REQUIRED ACTION
Convert every line of the listing below into a JSON list of strings, one string per line, and omit any blank lines.

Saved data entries
*****

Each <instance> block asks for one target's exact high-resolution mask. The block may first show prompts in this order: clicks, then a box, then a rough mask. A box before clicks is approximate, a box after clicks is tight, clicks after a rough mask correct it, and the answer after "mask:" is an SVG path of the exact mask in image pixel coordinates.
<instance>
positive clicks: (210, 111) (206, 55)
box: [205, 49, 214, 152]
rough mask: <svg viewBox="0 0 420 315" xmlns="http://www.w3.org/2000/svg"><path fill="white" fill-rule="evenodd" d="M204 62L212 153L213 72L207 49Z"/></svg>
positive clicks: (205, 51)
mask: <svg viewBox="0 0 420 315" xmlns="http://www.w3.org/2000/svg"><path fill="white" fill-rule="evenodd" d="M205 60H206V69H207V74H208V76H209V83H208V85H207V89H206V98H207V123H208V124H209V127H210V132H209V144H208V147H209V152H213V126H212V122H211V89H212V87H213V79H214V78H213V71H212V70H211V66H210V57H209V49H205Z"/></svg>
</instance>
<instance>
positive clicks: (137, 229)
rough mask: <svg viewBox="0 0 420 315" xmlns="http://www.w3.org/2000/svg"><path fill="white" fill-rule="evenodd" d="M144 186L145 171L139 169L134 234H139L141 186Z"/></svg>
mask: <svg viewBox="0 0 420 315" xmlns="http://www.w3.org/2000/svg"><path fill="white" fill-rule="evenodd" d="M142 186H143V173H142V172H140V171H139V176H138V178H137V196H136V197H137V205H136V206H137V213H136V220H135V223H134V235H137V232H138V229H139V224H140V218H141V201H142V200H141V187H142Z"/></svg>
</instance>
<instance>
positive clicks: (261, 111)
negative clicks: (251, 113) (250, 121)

*****

OUTPUT OF THE EXERCISE
[
  "Each <instance> block asks for one target's exact high-resolution mask. The block may first show prompts in this order: clicks, then a box, then a rough mask. A box before clicks is approximate, a box after clicks is tight, clicks after a rough mask correct it, and the answer after \"mask:\" is an SVG path of the exact mask in image pixel coordinates.",
  "<instance>",
  "positive clicks: (210, 111) (206, 55)",
  "box: [205, 49, 214, 152]",
  "rough mask: <svg viewBox=\"0 0 420 315\" xmlns=\"http://www.w3.org/2000/svg\"><path fill=\"white\" fill-rule=\"evenodd\" d=\"M204 62L212 153L213 72L207 49Z\"/></svg>",
  "positive clicks: (205, 51)",
  "mask: <svg viewBox=\"0 0 420 315\" xmlns=\"http://www.w3.org/2000/svg\"><path fill=\"white\" fill-rule=\"evenodd\" d=\"M205 60H206V69H207V74H208V76H209V83H208V85H207V89H206V98H207V123H208V124H209V127H210V132H209V144H208V147H209V152H213V126H212V122H211V89H212V87H213V79H214V78H213V71H212V70H211V66H210V57H209V49H205Z\"/></svg>",
  "</instance>",
  "<instance>",
  "positive clicks: (137, 229)",
  "rough mask: <svg viewBox=\"0 0 420 315\" xmlns=\"http://www.w3.org/2000/svg\"><path fill=\"white\" fill-rule=\"evenodd\" d=\"M144 186L145 171L139 169L134 234H139L141 186Z\"/></svg>",
  "mask: <svg viewBox=\"0 0 420 315\" xmlns=\"http://www.w3.org/2000/svg\"><path fill=\"white\" fill-rule=\"evenodd\" d=\"M142 186H143V173H142V172H140V171H139V176H138V178H137V196H136V197H137V205H136V206H137V213H136V220H135V223H134V235H137V232H138V229H139V224H140V218H141V201H142V200H141V187H142Z\"/></svg>",
  "</instance>",
  "<instance>",
  "positive clicks: (261, 111)",
  "negative clicks: (251, 113) (250, 121)"
]